■ **제시된 과제**
아래 기록 가운데 "landing"라는 단어가 들어 있는 줄을 빠짐없이 찾아 옮겨 적어 제시하시오.

■ **과제 자료**
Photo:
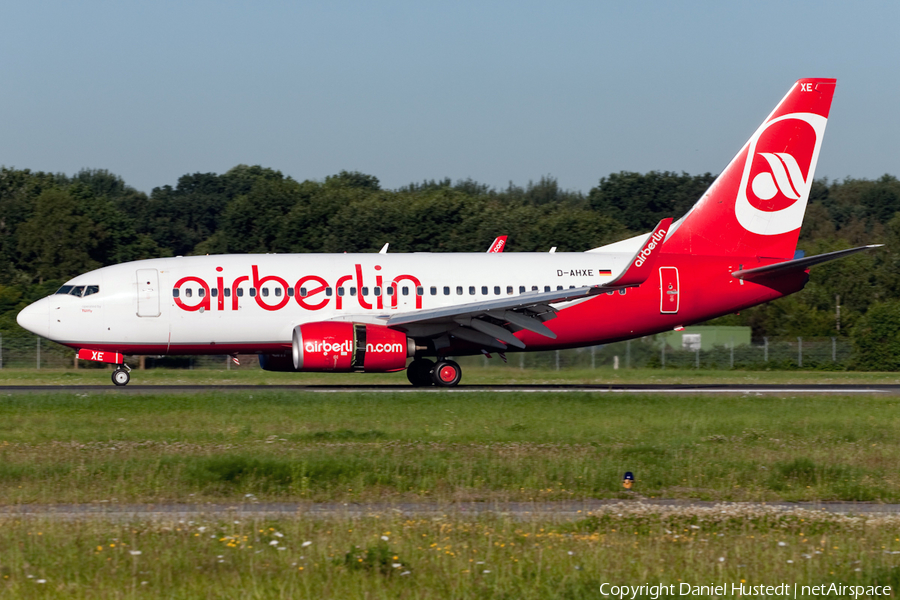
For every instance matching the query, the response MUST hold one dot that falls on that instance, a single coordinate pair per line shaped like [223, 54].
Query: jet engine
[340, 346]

--

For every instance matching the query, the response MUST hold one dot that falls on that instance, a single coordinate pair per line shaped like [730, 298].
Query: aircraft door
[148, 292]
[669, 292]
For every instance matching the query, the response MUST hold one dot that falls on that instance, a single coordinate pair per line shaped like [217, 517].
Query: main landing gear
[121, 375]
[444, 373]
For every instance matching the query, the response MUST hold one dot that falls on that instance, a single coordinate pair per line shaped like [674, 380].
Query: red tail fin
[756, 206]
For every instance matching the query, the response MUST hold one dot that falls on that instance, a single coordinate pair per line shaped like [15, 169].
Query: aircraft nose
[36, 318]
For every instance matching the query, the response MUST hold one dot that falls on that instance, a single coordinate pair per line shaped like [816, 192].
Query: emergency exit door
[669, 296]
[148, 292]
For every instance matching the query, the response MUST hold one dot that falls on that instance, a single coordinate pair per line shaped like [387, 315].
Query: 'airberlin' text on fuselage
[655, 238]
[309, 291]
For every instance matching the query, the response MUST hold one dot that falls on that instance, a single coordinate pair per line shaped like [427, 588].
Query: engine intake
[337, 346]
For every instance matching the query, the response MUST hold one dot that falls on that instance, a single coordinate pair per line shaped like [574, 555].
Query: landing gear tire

* * *

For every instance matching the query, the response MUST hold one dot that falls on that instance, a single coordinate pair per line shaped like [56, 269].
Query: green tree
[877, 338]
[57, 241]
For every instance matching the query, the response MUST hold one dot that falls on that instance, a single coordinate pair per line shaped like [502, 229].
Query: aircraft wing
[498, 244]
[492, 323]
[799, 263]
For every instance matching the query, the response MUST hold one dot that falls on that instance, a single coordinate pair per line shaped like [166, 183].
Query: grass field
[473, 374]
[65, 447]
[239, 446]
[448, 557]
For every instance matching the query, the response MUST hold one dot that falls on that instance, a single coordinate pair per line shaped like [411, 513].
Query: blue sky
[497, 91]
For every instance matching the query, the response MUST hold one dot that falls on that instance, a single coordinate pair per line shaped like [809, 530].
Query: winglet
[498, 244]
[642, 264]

■ **아래 답안**
Query: main landing gear
Query: landing gear tire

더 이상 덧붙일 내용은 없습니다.